-- Start of RECORDS SUPPLIED --

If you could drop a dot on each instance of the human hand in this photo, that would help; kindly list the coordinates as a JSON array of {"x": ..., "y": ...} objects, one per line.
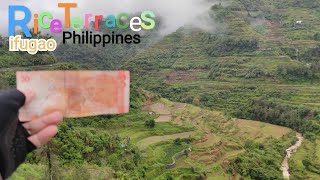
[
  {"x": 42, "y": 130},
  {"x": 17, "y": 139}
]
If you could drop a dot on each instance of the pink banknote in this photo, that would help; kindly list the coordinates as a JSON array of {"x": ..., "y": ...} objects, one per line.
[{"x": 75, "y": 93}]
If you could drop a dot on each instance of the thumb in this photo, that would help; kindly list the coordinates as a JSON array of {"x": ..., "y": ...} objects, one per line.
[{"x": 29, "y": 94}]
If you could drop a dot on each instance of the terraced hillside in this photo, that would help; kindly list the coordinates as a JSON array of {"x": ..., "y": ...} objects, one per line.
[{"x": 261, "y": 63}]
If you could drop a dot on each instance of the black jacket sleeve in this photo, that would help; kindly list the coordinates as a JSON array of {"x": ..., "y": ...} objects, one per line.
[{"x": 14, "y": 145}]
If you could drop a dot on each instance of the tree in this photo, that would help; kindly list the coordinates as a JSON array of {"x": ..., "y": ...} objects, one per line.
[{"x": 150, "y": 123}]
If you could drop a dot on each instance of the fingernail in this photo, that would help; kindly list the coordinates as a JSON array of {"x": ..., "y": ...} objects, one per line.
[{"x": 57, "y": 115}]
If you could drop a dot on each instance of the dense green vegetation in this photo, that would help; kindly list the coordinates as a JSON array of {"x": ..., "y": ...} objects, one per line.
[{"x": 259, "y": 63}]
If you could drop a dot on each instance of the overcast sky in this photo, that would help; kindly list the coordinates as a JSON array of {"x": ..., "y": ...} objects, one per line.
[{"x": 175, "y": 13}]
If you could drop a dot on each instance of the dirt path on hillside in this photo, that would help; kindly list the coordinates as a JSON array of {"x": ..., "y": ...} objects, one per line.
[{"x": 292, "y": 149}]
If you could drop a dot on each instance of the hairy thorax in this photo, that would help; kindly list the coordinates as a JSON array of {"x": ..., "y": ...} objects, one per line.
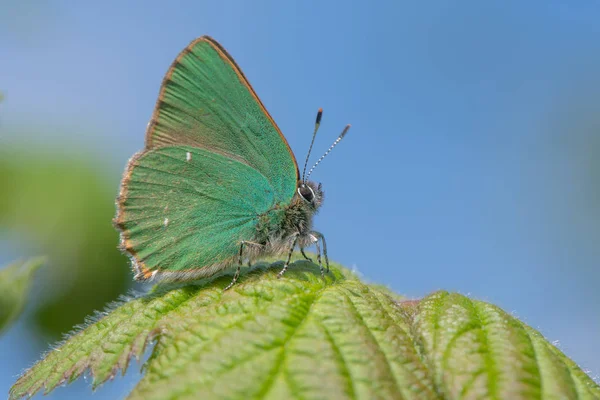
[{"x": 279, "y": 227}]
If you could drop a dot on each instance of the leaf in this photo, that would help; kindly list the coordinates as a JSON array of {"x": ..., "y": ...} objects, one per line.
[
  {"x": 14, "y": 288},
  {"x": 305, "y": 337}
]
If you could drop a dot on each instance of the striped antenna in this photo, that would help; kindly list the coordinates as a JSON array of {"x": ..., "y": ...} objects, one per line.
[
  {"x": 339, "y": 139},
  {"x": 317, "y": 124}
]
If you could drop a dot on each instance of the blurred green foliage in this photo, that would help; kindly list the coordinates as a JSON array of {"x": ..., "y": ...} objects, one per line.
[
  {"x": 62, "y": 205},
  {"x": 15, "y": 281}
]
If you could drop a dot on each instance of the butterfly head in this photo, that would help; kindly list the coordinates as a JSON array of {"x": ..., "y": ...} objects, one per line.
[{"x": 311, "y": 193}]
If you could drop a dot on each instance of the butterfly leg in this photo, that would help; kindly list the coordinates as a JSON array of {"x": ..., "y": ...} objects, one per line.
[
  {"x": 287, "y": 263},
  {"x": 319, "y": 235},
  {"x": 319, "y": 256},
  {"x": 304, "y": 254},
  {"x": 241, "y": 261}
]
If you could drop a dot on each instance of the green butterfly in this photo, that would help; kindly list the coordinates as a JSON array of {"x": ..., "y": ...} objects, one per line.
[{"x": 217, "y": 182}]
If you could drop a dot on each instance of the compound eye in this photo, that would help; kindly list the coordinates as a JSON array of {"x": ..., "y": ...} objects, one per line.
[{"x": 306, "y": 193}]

-- End of RECORDS SUPPLIED --

- **WHAT TO DO**
What is needed is an exact reproduction of the data, pictures excluded.

- **WRITTEN SOLUTION**
If you could drop a dot on each instance of the human hand in this photo, that would help; kindly list the coordinates as a JSON array of {"x": ..., "y": ...} objects, one per line.
[
  {"x": 42, "y": 130},
  {"x": 17, "y": 139}
]
If you could drop a dot on each instance of the pink banknote in this photo, that would help; kindly list the coordinates as a JSON array of {"x": ..., "y": ...} objects, one per line.
[{"x": 75, "y": 93}]
If you could drop a dot on each instance of the thumb in this photo, that would help; kindly list the coordinates as a JSON array of {"x": ..., "y": ...} objects, one per line.
[{"x": 29, "y": 94}]
If you could drop a dot on each instance of the terraced hillside in this photo, that would help; kindly list the coordinates as a JSON array of {"x": ..., "y": ...} objects, one per line.
[{"x": 261, "y": 63}]
If you could drop a dot on each instance of the black jacket sleeve in this photo, that would help; kindly list the coordinates as a JSON array of {"x": ..., "y": ...} objects, one per line.
[{"x": 14, "y": 145}]
If you could drop a dot on each instance of the tree in this photo, that would help; kindly list the coordinates as a JSON array of {"x": ..., "y": ...} objects, one per line.
[{"x": 150, "y": 123}]
If you could drop a dot on each instance of the fingernail in this photo, that would help; kindly list the coordinates as a JSON array of {"x": ..., "y": ...} objects, one per line.
[{"x": 57, "y": 115}]
If you could drop a dot on each instance of the dense green vegetation in this photo, that would help; kindly list the coordinates as a JSON array of {"x": ..., "y": ...} objects, one per line.
[{"x": 259, "y": 63}]
If you could drop a dot on each instance of the overcast sky in this photo, that would help; kindly list the coordinates as a JSON array of {"x": ..., "y": ...} objects, one per line.
[{"x": 175, "y": 13}]
If you could drop a dot on each instance of the dirt path on hillside in this photo, that would help; kindly list the coordinates as a JSON array of {"x": ..., "y": ...} objects, one per line.
[{"x": 292, "y": 149}]
If you could drop a dot on each instance of the hairy thorax in this photo, that would help; kindly list the coordinates as a JSON array of {"x": ..., "y": ...} objects, one per line.
[{"x": 279, "y": 227}]
If you could drop a dot on each instance of the leaf in this photo, that would help; kindly list the coordinates as a JSON array of {"x": ..., "y": ...} objects, one per line.
[
  {"x": 14, "y": 288},
  {"x": 305, "y": 337}
]
If you could drop a dot on each instance of the striped antenna in this photo, that would help; kindly list the coordinates as a JSON array of {"x": ..., "y": ...} objects, one per line.
[
  {"x": 339, "y": 139},
  {"x": 317, "y": 124}
]
If you could drop a dot on each instance of the blurred green foliage in this photo, that would help; kindly list the coordinates as a JSON array of {"x": ..., "y": ...} objects, one per line.
[
  {"x": 62, "y": 205},
  {"x": 15, "y": 281}
]
If you could drop a dot on each instance of the butterfly head in this photo, that would help; kindly list the coordinates as a JSON array of {"x": ..., "y": ...} objects, one per line.
[{"x": 311, "y": 193}]
If you could drop a dot on each instance of the butterfly leg in this photo, that would help; kindly list the coordinates as a JSON array of {"x": ..., "y": ...} objects, one per line.
[
  {"x": 287, "y": 263},
  {"x": 319, "y": 235},
  {"x": 319, "y": 256},
  {"x": 304, "y": 254},
  {"x": 241, "y": 261}
]
If you could drop a dot on each instance of the green butterfly in this photo, that would help; kindly list the coordinates as a JSON array of {"x": ..., "y": ...} objects, one per line.
[{"x": 217, "y": 182}]
If you could drop a dot on each instance of the compound eye in this photo, that would help; kindly list the coordinates as a JSON array of {"x": ..., "y": ...} objects, one per line.
[{"x": 306, "y": 193}]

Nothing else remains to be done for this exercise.